◆ **SET TASK**: Show every line of the records below that contains the string "striped", matching case exactly.

Bounding-box records
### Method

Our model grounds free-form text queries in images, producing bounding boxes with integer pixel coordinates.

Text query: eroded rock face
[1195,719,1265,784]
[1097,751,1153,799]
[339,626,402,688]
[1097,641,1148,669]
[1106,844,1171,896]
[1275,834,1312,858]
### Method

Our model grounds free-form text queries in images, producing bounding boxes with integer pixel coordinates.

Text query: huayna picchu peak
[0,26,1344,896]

--

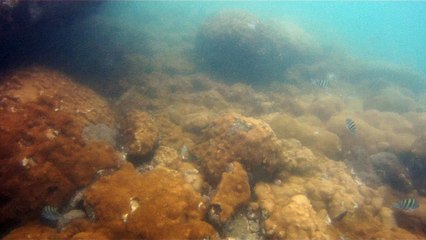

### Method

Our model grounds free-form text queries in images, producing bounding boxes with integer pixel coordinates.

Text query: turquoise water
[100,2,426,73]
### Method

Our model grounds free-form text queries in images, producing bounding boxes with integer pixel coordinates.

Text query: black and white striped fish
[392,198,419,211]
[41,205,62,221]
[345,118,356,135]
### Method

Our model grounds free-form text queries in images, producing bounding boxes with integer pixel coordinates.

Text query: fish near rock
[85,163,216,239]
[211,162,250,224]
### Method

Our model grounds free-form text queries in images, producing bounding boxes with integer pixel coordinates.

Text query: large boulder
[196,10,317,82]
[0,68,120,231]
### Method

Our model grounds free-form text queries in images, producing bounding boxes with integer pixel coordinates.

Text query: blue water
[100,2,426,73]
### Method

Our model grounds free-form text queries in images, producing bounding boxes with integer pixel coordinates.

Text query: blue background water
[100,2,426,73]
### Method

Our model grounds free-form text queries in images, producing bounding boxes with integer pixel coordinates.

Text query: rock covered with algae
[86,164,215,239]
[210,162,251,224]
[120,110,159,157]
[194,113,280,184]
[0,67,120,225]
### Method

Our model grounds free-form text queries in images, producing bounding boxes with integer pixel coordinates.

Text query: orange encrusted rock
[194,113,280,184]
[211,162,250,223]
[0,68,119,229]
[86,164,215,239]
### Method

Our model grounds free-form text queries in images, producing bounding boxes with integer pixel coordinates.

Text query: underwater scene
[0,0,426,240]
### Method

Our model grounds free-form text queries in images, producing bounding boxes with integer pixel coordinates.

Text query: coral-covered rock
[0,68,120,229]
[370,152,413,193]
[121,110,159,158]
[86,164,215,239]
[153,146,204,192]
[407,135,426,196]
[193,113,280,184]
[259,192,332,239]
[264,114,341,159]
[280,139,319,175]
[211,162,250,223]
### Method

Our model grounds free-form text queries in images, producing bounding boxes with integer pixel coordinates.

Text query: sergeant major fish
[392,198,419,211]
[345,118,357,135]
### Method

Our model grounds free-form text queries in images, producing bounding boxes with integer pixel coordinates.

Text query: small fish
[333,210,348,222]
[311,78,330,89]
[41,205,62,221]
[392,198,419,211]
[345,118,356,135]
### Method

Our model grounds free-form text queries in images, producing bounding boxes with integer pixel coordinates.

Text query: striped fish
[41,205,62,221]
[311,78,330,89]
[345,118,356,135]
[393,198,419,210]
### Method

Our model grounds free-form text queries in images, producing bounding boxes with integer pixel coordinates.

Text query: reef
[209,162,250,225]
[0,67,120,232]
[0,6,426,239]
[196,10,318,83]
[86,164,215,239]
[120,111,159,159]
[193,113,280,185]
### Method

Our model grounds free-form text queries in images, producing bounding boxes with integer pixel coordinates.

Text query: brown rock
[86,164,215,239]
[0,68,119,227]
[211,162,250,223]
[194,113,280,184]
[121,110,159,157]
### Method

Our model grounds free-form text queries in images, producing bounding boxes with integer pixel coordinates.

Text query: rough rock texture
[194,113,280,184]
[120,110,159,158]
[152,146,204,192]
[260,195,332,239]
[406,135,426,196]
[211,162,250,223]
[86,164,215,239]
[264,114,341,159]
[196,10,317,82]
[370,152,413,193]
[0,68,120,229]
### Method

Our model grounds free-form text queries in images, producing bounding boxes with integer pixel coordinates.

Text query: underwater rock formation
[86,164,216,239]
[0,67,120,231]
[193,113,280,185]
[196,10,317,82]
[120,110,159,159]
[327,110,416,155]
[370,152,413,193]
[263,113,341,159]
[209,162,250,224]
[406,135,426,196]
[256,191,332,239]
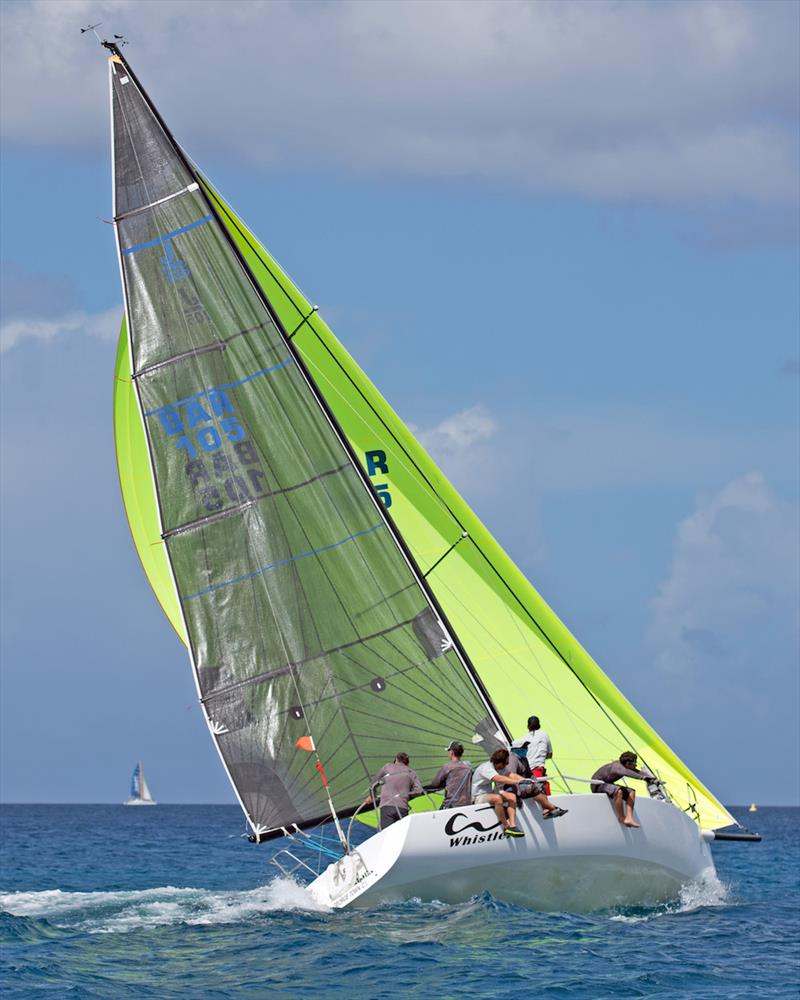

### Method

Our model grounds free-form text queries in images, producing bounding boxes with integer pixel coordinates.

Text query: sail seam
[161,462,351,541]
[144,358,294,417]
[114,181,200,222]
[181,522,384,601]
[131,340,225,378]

◆ **REPLY TO THE EXERCISE**:
Text query: black and white striped fish
Text query: striped fish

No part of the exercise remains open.